▶ [INSTRUCTIONS]:
- 1) Summarize the solar weather excerpt in two sentences.
- 2) Reproduce everything from "# Average hourly" down to "avg_module_temp_farenheit = mean(module_temp_farenheit)" in the solar weather excerpt, keeping the wording unchanged.
- 3) Answer these questions using the solar weather excerpt.
(a) How long is each period of missing data for plant 2?
(b) What does module temperature measure?
(c) In the code, by what is the data grouped before the mean temperatures are computed?

▶ [GIVEN TEXT]:
It turns out that plant 2 does have some missing weather data. However, they are periods less than an hour, so they were hidden by taking the average measurement for each 15 minute sample of each hour. It’s interesting that each period of missing data for plant 2 is exactly 30 minutes, and that they are often from the latter second half of the day.

Ambient vs. Module Temperature

The weather datasets for each plant also include module temperature, which is a measurement of the solar panel face next to the temperature sensor. We can compare the average hourly ambient and module temperature over the entire date range of data available, we can then plot the two series against each other. This visualization should make it easier to see what time of day peak temperature is observed.

 
# Average hourly ambient vs. module temperature ----
plot_avg_hourly_ambient_module_temp <- function(data, plant_name, interactive = TRUE) {
    
    # Data manipulation
    avg_hourly_temp_tbl <- prepare_weather_data(data = data) %>%
        
        # Group by hour and compute mean temps
        group_by(hour) %>%
        summarize(
            avg_ambient_temp_farenheit = mean(ambient_temp_farenheit),
            avg_module_temp_farenheit = mean(module_temp_farenheit)

▶ [EXTRACTED RECORDS]:
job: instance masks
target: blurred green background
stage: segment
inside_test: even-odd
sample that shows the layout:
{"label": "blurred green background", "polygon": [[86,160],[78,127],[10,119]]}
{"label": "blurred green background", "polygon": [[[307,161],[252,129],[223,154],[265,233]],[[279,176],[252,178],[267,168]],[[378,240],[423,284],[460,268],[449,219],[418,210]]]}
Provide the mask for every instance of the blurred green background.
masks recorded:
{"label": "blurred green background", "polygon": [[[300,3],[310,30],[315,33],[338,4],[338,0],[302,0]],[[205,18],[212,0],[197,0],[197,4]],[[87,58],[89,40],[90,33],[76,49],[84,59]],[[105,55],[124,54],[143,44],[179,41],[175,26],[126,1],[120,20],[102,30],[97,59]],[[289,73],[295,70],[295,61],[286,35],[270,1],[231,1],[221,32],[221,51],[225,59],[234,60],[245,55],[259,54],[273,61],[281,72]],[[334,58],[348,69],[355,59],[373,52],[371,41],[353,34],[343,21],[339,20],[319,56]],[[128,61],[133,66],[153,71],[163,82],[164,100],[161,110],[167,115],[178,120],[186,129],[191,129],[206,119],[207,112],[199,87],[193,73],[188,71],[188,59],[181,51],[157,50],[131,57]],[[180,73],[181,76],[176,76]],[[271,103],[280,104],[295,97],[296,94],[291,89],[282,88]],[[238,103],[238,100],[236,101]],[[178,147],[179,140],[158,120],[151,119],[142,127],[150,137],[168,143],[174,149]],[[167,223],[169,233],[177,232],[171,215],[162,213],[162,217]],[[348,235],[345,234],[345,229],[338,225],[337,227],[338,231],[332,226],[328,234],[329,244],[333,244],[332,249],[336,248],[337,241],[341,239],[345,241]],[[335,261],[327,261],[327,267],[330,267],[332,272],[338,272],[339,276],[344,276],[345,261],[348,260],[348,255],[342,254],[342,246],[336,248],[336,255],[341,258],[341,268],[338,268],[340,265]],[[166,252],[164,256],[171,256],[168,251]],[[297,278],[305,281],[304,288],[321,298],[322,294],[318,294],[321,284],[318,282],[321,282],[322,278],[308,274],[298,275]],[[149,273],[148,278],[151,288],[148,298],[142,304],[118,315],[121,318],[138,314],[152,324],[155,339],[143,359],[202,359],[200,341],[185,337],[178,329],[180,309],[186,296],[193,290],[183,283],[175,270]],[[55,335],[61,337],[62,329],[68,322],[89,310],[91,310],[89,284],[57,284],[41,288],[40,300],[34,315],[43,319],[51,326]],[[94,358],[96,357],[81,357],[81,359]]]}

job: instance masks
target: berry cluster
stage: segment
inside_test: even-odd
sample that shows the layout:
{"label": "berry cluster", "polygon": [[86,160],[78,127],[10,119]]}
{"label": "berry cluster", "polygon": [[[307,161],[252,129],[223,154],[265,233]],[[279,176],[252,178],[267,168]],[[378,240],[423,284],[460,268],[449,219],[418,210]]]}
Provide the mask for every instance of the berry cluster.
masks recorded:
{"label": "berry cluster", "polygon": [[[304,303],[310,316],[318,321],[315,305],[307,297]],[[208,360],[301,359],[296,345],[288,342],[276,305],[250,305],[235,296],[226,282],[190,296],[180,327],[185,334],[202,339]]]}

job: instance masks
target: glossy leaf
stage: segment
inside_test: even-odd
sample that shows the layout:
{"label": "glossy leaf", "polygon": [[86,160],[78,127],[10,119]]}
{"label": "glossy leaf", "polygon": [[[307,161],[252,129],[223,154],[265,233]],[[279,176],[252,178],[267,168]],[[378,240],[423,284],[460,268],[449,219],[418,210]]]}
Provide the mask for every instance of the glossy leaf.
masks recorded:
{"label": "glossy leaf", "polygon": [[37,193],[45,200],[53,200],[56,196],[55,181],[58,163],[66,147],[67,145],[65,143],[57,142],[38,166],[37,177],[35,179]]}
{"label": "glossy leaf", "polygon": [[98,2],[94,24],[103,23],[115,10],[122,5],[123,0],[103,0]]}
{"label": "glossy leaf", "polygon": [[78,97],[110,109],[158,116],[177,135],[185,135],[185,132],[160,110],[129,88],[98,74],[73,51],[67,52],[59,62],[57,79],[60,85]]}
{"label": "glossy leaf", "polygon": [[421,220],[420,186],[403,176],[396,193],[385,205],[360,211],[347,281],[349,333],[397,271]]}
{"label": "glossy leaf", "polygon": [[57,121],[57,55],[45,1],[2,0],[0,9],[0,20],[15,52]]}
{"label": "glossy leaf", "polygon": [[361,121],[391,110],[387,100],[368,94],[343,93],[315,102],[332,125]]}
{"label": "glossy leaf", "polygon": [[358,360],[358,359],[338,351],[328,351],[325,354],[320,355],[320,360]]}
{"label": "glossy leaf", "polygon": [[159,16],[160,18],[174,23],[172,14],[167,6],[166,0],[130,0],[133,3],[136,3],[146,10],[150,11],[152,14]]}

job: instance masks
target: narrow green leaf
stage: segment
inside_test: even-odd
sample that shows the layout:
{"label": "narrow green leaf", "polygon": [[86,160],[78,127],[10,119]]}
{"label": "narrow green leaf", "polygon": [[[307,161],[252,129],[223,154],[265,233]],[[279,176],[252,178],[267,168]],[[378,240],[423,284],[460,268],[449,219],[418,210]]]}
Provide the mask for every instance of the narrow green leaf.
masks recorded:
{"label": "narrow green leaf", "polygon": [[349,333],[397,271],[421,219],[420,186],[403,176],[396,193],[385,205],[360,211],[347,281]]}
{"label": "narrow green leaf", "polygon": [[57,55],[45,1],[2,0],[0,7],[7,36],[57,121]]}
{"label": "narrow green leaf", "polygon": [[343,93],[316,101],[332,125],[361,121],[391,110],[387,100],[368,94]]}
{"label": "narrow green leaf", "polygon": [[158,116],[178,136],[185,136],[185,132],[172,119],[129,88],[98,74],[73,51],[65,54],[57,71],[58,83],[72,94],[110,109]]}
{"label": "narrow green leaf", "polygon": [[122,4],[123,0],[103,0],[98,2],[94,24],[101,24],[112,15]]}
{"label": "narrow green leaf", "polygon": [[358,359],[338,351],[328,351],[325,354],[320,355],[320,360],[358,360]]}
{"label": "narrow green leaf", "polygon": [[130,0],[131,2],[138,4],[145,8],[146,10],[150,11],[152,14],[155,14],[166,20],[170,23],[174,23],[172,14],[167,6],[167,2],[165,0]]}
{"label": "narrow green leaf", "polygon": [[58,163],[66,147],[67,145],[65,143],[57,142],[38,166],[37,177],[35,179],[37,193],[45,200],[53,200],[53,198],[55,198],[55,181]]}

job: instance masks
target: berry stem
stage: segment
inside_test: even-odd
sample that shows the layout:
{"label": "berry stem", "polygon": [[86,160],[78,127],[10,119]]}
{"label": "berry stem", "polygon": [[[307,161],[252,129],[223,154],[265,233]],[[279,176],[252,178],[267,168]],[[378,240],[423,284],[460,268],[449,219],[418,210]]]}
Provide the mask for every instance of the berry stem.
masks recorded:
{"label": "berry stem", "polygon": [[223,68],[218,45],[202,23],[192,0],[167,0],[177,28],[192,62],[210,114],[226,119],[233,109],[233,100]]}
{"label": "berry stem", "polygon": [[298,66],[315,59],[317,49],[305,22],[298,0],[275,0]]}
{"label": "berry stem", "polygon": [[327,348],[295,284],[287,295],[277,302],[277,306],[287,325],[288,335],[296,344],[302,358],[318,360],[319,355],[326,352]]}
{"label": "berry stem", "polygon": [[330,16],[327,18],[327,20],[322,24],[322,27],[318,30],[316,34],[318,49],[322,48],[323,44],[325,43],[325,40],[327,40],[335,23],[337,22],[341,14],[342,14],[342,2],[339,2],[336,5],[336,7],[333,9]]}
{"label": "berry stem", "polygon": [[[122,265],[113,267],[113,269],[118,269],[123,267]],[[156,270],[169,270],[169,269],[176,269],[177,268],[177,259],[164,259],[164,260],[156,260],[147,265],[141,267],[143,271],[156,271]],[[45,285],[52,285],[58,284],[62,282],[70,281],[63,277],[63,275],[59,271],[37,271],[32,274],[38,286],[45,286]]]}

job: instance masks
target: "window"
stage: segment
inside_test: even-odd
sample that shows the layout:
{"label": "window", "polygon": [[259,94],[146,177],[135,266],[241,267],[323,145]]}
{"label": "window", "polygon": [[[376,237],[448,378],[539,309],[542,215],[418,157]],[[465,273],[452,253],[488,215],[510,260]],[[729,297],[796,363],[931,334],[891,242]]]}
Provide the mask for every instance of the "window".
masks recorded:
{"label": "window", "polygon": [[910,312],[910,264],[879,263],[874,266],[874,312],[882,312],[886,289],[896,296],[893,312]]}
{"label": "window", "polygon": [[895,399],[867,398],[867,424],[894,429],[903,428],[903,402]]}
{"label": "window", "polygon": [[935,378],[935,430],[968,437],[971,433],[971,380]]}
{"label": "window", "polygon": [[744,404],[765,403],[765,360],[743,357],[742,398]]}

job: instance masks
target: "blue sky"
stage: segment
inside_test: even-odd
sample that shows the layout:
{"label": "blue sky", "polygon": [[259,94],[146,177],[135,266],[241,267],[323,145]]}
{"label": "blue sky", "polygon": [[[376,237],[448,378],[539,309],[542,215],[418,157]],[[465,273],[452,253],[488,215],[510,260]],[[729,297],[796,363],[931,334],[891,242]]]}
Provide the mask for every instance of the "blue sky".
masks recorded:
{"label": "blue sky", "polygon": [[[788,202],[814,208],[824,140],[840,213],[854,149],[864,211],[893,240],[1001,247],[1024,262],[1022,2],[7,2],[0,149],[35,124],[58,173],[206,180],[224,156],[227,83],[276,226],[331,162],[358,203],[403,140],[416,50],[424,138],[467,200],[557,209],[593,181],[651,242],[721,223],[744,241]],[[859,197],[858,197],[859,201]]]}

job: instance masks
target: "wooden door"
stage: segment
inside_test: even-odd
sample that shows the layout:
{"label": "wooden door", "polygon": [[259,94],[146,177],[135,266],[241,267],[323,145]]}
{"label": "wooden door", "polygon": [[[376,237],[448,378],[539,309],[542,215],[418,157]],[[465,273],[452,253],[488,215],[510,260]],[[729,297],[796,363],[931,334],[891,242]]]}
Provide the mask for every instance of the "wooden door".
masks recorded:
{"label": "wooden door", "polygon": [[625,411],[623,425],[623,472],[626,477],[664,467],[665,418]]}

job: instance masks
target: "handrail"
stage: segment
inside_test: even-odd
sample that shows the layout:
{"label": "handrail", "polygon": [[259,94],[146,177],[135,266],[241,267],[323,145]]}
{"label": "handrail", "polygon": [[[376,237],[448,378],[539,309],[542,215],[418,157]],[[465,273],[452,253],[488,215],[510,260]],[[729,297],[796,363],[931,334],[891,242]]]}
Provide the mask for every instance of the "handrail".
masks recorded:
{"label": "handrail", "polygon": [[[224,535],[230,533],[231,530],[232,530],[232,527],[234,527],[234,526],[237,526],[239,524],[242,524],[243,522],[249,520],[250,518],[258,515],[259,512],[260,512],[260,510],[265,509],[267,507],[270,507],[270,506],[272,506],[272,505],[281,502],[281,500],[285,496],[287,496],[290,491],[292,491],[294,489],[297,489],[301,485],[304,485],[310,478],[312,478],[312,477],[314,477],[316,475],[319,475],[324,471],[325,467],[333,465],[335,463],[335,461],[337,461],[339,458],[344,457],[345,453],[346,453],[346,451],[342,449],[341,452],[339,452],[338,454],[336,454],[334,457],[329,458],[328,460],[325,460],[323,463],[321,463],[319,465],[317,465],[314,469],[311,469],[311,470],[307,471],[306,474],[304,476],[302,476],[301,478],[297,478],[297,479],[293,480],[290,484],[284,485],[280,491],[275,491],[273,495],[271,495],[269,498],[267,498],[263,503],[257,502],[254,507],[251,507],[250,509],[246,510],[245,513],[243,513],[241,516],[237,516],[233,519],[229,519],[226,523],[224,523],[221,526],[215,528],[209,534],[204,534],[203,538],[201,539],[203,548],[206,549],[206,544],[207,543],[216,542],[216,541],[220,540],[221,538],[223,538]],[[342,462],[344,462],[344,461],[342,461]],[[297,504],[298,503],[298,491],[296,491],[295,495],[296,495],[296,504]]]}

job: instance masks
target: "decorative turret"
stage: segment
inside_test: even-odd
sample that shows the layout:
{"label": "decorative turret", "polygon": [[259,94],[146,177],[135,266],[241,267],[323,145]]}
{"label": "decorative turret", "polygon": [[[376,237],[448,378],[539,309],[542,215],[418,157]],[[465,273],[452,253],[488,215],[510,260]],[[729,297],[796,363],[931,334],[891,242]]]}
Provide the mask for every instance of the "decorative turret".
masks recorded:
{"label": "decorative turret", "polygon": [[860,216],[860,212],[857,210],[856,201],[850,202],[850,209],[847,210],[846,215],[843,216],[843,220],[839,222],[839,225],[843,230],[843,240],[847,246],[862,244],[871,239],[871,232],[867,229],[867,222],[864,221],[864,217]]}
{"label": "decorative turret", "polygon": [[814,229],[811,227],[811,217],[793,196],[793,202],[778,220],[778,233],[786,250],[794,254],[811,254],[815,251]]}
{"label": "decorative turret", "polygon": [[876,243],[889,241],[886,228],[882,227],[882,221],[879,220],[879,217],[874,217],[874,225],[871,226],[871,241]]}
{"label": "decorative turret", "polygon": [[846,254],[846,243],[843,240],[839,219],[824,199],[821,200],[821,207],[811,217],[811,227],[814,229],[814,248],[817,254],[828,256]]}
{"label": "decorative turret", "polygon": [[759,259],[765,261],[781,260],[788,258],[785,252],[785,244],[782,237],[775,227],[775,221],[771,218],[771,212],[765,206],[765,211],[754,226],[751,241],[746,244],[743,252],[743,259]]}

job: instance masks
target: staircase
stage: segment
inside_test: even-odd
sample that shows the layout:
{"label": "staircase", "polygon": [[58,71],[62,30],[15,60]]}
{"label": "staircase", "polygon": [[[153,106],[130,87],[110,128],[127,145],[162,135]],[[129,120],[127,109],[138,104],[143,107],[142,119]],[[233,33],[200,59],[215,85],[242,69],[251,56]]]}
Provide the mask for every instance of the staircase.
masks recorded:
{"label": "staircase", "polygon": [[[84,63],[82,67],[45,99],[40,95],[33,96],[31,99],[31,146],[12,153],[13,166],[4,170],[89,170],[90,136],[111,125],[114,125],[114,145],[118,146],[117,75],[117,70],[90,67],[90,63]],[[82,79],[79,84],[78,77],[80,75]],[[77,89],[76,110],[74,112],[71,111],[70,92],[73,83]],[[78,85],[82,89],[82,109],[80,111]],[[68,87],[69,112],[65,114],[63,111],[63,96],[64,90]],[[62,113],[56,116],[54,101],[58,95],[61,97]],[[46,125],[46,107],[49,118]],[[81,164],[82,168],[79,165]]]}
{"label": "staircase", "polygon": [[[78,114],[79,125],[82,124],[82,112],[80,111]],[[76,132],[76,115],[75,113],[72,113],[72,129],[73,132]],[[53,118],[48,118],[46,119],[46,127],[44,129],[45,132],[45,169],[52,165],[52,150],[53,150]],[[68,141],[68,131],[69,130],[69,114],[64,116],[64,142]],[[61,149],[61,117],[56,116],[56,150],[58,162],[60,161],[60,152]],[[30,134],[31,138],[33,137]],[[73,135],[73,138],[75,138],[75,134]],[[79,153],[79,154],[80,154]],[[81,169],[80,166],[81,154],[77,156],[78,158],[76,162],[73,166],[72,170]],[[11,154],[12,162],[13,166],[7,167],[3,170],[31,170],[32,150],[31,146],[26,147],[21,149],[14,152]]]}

▶ [RESPONSES TO THE EXERCISE]:
- 1) Plant 2 has gaps in its weather data, each exactly 30 minutes long and often in the second half of the day, which were hidden by averaging the 15-minute samples within each hour. The weather datasets also record module temperature, a measurement of the solar panel face next to the temperature sensor, and plotting average hourly ambient and module temperature against each other should show what time of day peak temperature is observed.

- 2)
# Average hourly ambient vs. module temperature ----
plot_avg_hourly_ambient_module_temp <- function(data, plant_name, interactive = TRUE) {
    
    # Data manipulation
    avg_hourly_temp_tbl <- prepare_weather_data(data = data) %>%
        
        # Group by hour and compute mean temps
        group_by(hour) %>%
        summarize(
            avg_ambient_temp_farenheit = mean(ambient_temp_farenheit),
            avg_module_temp_farenheit = mean(module_temp_farenheit)

- 3)
(a) Exactly 30 minutes.
(b) The solar panel face next to the temperature sensor.
(c) Hour.